** start of SOURCE EXCERPT **

University of Denver law professor Nancy Leong continues her quest to make the internet safe for female law professors who engage in questionable scholarship. When last we heard from Leong, she was getting called out by Paul Campos for “research” that involved putting up white versus Asian profiles on Ashley Madison.
But Leong is better known for her ongoing dispute with online commenter “dybbuk.” Dybbuk made a number of nasty, racist, and sexist comments about Leong. Leong says that the comments have made her fear for her safety. She’s figured out who Dybbuk really is and is now asking his state bar to launch an ethics inquiry into his online behavior.
If you don’t like people trying to make your life awful, you shouldn’t talk on the internet. I think that rule applies equally to Leong and Dybbuk…
The ABA Journal has the report:
A blogging law professor says she has discovered the identity of an anonymous commenter who targeted her with racist and sexist comments—she says he’s a public defender in his late 40s.
University of Denver law professor Nancy Leong has filed a request for an ethics investigation of the commenter, who calls himself “dybbuk” online, she says in a post at Feminist Law Professors. Leong says she determined dybbuk’s identity based on information he posted about his alma mater, his city of residence, his job and his professional groups. She does not identify him by name in her blog post…
In Leong’s request for an ethics probe, obtained by the ABA Journal from another source, Leong says dybbuk also wrote two lengthy plays that depicted her using illegal drugs. He wrote posts disparaging her scholarship that described her as “a comely young narcissist” and a “law professor hottie.” He has also disparaged other law professors, she says, and, as far as she knows, nearly every one is either a woman or a person of color or both.

** end of SOURCE EXCERPT **
** start of DATA ENTRIES **

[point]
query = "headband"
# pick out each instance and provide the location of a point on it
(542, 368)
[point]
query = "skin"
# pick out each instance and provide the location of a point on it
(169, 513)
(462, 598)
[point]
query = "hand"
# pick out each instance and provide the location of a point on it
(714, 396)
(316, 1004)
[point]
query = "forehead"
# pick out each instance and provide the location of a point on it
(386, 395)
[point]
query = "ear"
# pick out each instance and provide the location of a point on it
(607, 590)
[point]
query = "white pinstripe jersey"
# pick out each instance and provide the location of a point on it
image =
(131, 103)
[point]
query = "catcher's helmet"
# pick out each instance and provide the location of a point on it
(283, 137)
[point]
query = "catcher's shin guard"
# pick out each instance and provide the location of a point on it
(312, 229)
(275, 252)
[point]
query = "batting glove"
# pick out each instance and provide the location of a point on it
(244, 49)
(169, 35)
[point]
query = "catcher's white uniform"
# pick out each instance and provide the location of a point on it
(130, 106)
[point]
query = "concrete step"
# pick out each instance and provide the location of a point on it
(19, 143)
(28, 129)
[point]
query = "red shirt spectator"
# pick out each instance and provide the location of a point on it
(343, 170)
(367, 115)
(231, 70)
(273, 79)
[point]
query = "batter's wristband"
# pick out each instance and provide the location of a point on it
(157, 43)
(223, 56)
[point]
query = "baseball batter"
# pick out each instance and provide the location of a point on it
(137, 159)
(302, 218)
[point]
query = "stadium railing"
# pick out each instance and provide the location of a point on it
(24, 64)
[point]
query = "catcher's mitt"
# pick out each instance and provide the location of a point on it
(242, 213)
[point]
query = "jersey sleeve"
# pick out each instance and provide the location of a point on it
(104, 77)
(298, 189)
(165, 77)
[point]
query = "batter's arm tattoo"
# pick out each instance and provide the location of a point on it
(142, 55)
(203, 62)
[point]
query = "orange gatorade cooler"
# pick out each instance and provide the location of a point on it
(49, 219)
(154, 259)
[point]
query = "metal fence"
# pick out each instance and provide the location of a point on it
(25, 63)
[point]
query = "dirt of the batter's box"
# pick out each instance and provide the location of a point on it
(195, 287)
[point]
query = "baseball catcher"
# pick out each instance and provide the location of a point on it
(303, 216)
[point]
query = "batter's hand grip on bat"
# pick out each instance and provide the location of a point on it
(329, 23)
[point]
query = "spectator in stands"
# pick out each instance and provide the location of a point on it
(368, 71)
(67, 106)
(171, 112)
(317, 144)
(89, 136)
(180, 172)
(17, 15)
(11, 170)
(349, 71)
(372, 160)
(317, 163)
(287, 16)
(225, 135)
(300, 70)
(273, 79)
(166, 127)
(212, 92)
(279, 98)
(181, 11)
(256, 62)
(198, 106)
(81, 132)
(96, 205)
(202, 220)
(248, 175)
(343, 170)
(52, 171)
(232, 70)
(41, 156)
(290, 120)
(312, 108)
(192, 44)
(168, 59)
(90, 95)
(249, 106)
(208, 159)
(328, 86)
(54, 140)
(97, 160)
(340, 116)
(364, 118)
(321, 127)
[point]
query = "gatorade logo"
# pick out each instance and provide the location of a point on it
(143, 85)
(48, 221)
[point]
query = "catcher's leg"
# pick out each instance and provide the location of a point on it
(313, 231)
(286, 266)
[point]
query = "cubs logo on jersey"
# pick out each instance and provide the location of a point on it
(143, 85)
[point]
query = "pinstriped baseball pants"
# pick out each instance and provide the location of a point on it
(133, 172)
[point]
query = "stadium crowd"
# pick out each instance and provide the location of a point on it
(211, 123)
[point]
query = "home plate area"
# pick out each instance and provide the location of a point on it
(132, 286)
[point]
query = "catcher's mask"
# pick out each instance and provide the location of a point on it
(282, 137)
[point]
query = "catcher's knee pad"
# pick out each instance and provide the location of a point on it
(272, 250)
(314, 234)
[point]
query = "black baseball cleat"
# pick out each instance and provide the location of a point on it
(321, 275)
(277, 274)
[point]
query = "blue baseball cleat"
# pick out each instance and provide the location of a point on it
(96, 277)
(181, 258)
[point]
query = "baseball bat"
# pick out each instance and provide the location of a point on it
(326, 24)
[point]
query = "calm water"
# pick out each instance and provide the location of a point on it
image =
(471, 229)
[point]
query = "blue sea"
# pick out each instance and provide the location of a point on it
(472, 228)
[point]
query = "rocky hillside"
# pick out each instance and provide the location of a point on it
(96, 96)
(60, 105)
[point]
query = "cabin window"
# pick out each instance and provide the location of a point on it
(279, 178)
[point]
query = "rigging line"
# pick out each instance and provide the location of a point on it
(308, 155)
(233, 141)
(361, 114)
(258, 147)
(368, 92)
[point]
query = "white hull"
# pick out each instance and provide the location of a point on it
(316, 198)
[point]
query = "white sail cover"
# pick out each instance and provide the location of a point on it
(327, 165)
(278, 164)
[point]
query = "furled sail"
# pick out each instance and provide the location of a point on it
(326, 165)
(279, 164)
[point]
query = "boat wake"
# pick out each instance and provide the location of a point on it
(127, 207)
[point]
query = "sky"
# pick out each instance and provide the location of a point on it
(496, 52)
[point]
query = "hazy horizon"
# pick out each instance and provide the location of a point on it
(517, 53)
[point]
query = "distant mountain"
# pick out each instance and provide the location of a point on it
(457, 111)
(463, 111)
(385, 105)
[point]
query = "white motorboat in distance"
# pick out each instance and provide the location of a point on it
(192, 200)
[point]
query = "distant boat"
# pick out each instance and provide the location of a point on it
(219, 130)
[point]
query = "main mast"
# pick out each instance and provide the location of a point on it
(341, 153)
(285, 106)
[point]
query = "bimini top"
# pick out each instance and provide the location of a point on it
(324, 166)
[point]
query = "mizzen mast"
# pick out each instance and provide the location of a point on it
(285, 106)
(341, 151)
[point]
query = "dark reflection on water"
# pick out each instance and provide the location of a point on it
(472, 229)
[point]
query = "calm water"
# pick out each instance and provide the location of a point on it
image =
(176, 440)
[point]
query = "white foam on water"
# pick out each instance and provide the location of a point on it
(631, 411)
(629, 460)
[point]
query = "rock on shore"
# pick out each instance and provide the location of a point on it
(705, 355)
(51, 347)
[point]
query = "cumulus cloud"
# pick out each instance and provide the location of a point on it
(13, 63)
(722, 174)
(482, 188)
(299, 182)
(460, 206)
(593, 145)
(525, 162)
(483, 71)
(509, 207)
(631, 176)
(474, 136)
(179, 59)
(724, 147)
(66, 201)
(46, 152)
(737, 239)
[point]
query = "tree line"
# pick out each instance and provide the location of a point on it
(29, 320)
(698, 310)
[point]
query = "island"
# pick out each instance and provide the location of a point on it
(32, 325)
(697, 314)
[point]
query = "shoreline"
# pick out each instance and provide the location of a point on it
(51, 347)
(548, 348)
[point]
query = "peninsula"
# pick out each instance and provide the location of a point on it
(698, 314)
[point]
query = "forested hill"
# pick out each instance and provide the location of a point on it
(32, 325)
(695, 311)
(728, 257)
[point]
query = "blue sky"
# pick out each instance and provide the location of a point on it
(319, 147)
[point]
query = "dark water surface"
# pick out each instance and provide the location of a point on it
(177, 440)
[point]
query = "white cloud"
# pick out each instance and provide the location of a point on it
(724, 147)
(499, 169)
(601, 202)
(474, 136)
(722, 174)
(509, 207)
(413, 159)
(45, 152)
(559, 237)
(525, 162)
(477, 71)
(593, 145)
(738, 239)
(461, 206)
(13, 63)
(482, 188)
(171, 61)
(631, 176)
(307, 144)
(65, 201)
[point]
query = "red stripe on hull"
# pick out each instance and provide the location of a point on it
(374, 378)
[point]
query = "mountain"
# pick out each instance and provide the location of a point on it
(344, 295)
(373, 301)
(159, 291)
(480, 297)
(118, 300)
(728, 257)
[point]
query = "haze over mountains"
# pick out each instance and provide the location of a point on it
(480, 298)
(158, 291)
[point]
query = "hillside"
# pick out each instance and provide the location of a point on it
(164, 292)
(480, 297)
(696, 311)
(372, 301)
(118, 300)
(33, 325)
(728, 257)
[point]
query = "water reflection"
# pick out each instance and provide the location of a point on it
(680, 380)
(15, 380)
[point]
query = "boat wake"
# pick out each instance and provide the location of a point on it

** end of DATA ENTRIES **
** start of DATA ENTRIES **

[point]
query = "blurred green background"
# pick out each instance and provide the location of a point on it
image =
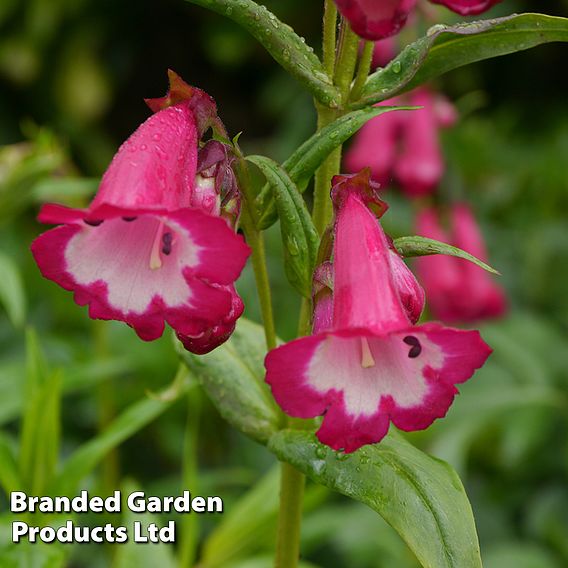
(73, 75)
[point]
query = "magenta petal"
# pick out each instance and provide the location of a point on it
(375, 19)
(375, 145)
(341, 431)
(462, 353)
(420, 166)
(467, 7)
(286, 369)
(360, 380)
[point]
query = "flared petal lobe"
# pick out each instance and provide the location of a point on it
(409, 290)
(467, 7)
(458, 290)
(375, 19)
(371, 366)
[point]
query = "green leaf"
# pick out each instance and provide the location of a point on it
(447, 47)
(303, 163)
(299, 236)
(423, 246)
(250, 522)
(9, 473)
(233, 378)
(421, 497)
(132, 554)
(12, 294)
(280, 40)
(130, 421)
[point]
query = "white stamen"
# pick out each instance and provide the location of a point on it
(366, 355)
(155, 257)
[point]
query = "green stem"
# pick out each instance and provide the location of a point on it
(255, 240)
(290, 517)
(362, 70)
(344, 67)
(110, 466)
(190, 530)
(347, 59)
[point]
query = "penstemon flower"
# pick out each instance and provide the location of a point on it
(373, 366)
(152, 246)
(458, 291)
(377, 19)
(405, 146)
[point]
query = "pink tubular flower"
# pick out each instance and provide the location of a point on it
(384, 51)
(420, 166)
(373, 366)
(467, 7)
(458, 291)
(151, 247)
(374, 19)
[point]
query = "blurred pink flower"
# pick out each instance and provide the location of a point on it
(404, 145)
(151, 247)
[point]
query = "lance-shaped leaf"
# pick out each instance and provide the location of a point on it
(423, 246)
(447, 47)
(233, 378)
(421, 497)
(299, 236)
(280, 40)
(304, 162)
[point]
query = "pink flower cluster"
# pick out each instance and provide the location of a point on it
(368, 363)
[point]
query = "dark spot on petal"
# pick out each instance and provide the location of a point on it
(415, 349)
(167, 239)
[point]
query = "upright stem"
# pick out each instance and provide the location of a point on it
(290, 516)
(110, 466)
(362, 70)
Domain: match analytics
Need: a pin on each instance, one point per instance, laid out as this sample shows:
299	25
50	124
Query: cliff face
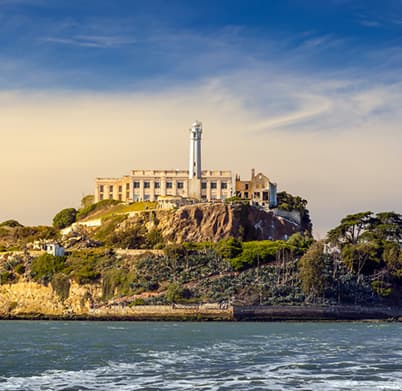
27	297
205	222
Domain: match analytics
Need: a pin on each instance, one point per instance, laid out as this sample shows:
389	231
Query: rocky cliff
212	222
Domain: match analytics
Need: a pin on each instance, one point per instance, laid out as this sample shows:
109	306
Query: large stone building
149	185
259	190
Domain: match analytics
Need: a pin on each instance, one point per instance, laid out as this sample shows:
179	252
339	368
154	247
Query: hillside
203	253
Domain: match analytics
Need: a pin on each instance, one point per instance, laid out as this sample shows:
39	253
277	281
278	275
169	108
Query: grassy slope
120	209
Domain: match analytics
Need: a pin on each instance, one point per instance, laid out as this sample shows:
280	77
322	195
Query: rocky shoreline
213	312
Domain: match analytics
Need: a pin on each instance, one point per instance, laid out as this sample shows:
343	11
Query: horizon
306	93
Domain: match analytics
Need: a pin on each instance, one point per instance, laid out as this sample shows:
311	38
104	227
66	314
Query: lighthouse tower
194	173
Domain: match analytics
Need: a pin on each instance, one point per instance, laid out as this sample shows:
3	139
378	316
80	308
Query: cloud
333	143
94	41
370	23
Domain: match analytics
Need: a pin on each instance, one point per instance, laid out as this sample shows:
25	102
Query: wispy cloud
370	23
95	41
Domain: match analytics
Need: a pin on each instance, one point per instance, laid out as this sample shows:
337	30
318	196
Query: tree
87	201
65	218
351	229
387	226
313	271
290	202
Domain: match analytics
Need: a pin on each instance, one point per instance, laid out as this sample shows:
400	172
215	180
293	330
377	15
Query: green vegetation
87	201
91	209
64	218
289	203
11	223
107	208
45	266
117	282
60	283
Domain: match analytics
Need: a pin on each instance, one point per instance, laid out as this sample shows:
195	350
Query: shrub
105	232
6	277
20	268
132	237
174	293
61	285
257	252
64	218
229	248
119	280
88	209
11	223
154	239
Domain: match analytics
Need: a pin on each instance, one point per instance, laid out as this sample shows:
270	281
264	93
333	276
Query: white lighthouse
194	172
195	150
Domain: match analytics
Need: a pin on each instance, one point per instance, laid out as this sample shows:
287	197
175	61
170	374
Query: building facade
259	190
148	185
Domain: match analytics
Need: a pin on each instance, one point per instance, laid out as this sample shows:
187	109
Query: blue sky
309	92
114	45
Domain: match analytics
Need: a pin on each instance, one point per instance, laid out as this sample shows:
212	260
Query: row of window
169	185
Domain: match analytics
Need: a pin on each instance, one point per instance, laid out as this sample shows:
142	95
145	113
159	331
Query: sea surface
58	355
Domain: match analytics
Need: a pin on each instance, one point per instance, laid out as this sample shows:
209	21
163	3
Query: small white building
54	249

** end of DATA ENTRIES **

TASKS TO CARRY OUT ▸
a: Answer these from the Nancy Leong article, one line each:
(i) On which site did Leong's "research" post white versus Asian profiles?
(ii) What job does Leong say the commenter holds?
(iii) What did the commenter's two lengthy plays depict Leong doing?
b: According to the Nancy Leong article, what pieces of information did Leong use to work out who dybbuk is? List all of them.
c: Carry on the Nancy Leong article from its last sentence.

EXPECTED RESPONSES ▸
a:
(i) Ashley Madison
(ii) Public defender
(iii) Using illegal drugs

b:
- His alma mater
- His city of residence
- His job
- His professional groups

c:
The Illinois state bar says that it can’t comment on whether or not it is investigating anybody. But James Grogan, chief counsel for the Illinois Attorney Registration & Disciplinary Commission, told the ABA that whether or not disparaging online comments rise to the level of an ethics issue is the kind of law school hypothetical he teaches in class.
And like a law school hypothetical, this is an issue that makes more sense in the abstract than as a practical regulatory matter. It’s interesting to imagine a world in which anonymous commenters are held accountable for their ridiculous statements. But, it would also be interesting to live in a world where law professors are held accountable. It’d be interesting to live in a world where unicorns existed, the hungry were fed, and the SEC didn’t win national championships .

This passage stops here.